- REQUIRED TASKS -
1. Answer these questions from the drive timing notes, one line each, with answers marked (a), (b), (c):
(a) Which test point showed a clean pulse?
(b) What fixed resistor values are needed for the drive to run with the adjusted timings?
(c) How many of the fpga's 15 output signals were wired up in the early evening?
2. Rewrite the drive timing notes between "With the better" and "pick them up.", inclusive, substituting "trim pots" for "potentiometers".
3. List every FSM that the drive timing notes say was printed out.

- EXTRACT TO READ -

------

Next up would be power, ground and other shorting tests. If the board seems good, I hook it up to power and test by driving various input and output lines to see that the corresponding side responds appropriate.

There will be some logic changes for the fpga, since this board has sector number data but no index marker pulses, thus I bypass my counting circuit and use the Diablo derived sector number. Those changes were made, but will have to wait until the board is ready before being tested.

I hooked up the scope to the testpoints on the disk drive board in order to test the current timings before I make any changes to the drive. I saw a nice clean pulse on TP3 but the one coming from TP5 was ugly - ringing and jitter. Timing was very hard to read but I thought I had finally figured it out.

I removed the two fixed resistors, inserted potentiometers in their place, and tried to adjust the timing properly. I found the scope display so obscure I am not sure whether I got it right. The test point is a mixture of three signals, two of them the 440 and 460 pulses. They are switched based on whether the prior bit was a 1 or a 0, to compensate for bit shift.

I saw all three signals, jumping around, and was just not sure that I saw the long time (460 ns) edge. Thus, I feel decent about the short time, 440 ns, but far less so for the other one. I am not ready to use the drive and need to get the timing more exactly adjusted.

As a consequence, I am going to add micrograbbers to the output pins of the two timing circuits, that generate the 440 and the 460 ns intervals, to directly observe them. I will either see the pulse or not, depending on whether a 1 bit or 0 bit was seen, but when it fires it will always be one duration.

With the better scope points, I was easily able to distinguish and adjust the two timers to dead on the 440 ns and 460 ns targets. I then measured the potentiometers to determine that I need a 144.5K and a 53.1K fixed resistor to make the drive run with these timings. I am off to Anchor Electronics in the morning to pick them up.

 In the early evening, I printed out the WriteField, ReadField, WriteSector and ReadSector FSMs in order to apply the learnings from the read functions to my write logic. I also worked on the board a bit more, wiring up 4 of the 15 output signals from the fpga.

------

- DATA FOR ANALYSIS -
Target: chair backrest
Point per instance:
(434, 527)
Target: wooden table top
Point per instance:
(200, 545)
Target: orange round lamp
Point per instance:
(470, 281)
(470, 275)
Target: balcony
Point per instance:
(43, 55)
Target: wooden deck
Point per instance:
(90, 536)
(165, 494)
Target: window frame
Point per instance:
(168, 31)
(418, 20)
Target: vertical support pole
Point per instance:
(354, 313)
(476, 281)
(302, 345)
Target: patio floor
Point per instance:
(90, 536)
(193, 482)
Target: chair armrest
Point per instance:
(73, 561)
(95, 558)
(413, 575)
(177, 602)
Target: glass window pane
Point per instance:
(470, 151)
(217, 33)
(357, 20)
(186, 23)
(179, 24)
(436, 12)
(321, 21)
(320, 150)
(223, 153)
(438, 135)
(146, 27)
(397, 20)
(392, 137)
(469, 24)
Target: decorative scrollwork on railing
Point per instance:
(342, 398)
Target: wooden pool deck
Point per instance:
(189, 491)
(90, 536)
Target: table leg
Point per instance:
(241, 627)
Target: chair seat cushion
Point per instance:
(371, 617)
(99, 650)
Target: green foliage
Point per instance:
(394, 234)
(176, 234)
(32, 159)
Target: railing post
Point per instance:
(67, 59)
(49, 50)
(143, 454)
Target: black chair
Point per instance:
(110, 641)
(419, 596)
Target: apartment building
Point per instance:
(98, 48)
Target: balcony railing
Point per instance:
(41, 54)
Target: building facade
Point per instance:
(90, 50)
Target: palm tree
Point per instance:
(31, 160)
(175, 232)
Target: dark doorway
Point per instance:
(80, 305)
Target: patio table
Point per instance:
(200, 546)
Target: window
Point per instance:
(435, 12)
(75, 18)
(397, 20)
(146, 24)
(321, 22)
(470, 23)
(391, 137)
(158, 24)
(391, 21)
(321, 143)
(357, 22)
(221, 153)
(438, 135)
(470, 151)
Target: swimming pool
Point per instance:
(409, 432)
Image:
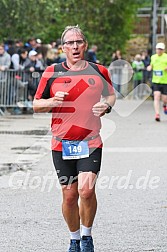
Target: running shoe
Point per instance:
(157, 117)
(165, 109)
(74, 246)
(87, 244)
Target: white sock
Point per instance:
(75, 235)
(86, 231)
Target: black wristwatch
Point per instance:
(108, 110)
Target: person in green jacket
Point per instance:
(159, 78)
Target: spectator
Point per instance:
(159, 78)
(138, 67)
(19, 59)
(117, 65)
(5, 59)
(91, 54)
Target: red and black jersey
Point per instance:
(74, 120)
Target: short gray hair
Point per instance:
(74, 28)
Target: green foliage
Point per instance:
(106, 23)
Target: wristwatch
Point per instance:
(108, 110)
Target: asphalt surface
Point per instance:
(131, 189)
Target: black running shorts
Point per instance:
(68, 170)
(160, 87)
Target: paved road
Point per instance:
(131, 190)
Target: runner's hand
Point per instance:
(59, 98)
(99, 109)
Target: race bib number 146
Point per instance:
(74, 149)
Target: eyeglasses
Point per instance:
(71, 43)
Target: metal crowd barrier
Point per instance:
(15, 87)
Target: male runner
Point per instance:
(159, 79)
(73, 91)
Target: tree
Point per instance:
(107, 23)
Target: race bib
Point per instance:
(74, 149)
(158, 73)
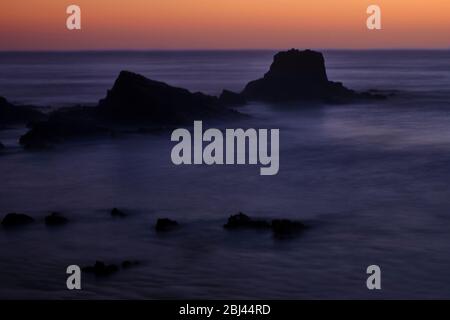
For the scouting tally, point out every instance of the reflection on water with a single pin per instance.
(370, 179)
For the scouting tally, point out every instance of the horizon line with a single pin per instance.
(224, 49)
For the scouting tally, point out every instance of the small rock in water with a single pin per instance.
(129, 263)
(101, 269)
(165, 224)
(232, 99)
(55, 219)
(16, 219)
(118, 213)
(241, 220)
(285, 227)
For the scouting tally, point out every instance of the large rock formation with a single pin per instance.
(134, 101)
(298, 75)
(134, 98)
(12, 114)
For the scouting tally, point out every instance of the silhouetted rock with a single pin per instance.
(285, 227)
(10, 114)
(101, 269)
(55, 219)
(232, 99)
(243, 221)
(16, 219)
(63, 124)
(165, 224)
(298, 75)
(136, 99)
(129, 264)
(118, 213)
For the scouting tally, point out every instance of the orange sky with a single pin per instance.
(227, 24)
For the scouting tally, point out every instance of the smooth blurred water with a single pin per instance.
(370, 179)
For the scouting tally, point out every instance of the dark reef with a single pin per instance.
(12, 114)
(280, 227)
(16, 219)
(165, 224)
(55, 219)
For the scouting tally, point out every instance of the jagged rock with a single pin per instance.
(136, 99)
(61, 125)
(298, 75)
(232, 99)
(10, 114)
(16, 219)
(279, 227)
(165, 224)
(285, 227)
(101, 269)
(242, 221)
(133, 101)
(55, 219)
(118, 213)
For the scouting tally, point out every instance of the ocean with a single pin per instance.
(370, 179)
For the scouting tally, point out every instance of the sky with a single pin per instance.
(223, 24)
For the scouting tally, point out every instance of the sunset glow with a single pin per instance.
(223, 24)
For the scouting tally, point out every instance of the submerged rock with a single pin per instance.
(129, 264)
(118, 213)
(285, 227)
(243, 221)
(232, 99)
(55, 219)
(279, 227)
(101, 269)
(11, 114)
(165, 224)
(16, 219)
(63, 124)
(298, 75)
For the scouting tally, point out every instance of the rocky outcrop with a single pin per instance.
(232, 99)
(165, 224)
(101, 269)
(12, 114)
(286, 228)
(56, 219)
(299, 75)
(16, 219)
(63, 124)
(127, 264)
(242, 221)
(280, 227)
(136, 99)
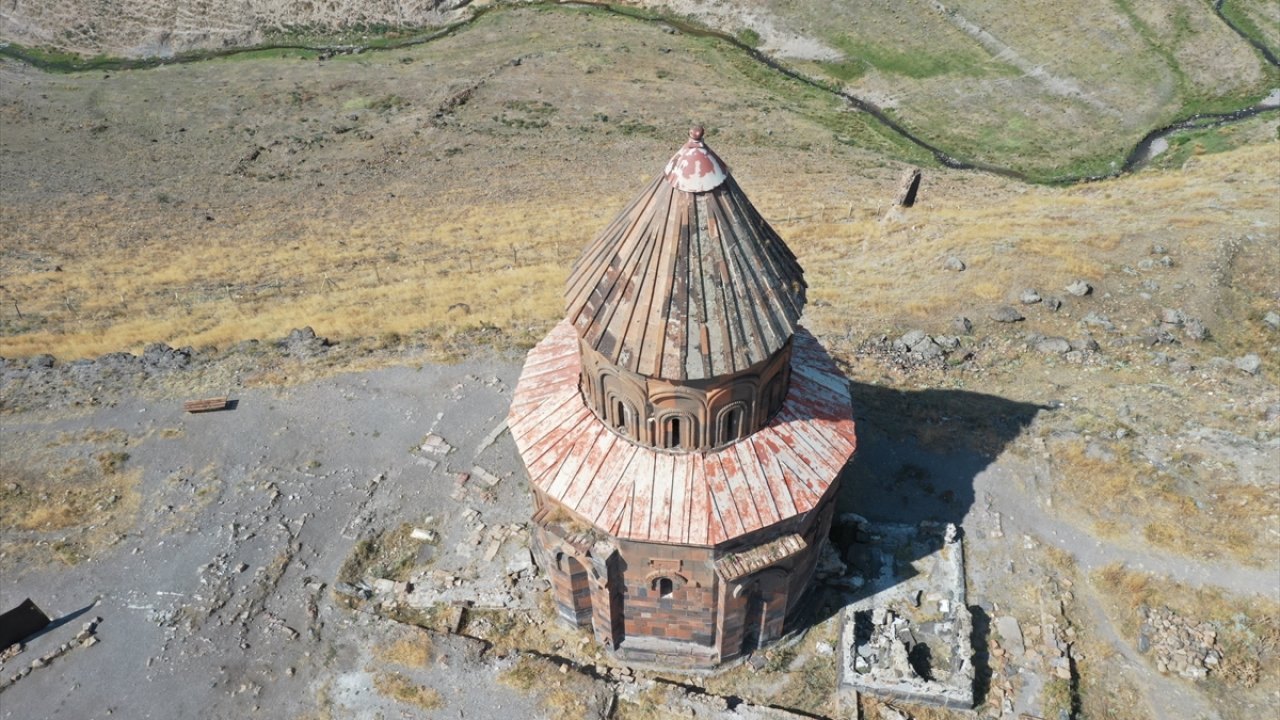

------

- ANSWERS FOR EACH ITEM -
1.
(a) TP3
(b) A 144.5K and a 53.1K fixed resistor
(c) 4

2.
With the better scope points, I was easily able to distinguish and adjust the two timers to dead on the 440 ns and 460 ns targets. I then measured the trim pots to determine that I need a 144.5K and a 53.1K fixed resistor to make the drive run with these timings. I am off to Anchor Electronics in the morning to pick them up.

3. WriteField, ReadField, WriteSector, ReadSector